(WORK TASK)
Below are records; work out how many of their lines contain the word "dome" and reply with the number only.

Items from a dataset
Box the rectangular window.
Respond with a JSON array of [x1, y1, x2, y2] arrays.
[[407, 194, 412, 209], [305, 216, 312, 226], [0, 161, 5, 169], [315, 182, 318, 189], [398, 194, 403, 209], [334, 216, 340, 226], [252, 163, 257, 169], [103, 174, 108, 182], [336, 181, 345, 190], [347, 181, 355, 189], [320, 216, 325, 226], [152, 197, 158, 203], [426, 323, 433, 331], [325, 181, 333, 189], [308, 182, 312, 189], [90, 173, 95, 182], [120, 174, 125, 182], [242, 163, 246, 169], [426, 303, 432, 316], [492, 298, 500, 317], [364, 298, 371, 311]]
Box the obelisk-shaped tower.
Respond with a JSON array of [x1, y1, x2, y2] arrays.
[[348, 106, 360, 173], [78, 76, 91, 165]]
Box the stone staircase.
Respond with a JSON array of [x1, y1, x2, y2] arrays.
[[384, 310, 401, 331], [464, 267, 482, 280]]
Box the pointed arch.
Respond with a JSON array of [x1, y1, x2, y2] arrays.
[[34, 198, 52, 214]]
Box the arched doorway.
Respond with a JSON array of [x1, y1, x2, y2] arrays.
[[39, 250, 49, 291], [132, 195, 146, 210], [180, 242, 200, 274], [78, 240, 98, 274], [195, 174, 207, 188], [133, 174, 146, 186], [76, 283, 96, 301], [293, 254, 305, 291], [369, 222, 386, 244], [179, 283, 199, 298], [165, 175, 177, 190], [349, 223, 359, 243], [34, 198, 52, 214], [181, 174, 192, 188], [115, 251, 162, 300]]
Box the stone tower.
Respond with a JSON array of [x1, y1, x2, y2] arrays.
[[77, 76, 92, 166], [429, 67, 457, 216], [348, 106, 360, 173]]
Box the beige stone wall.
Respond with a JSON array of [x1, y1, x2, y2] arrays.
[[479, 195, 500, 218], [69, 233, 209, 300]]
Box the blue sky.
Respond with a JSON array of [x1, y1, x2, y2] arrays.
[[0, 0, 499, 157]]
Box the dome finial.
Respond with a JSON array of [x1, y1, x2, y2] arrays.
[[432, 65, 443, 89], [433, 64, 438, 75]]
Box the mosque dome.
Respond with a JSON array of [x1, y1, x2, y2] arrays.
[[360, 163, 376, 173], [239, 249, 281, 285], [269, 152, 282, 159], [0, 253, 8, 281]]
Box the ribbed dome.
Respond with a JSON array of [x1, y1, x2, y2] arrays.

(SOLUTION FOR THIS TASK)
3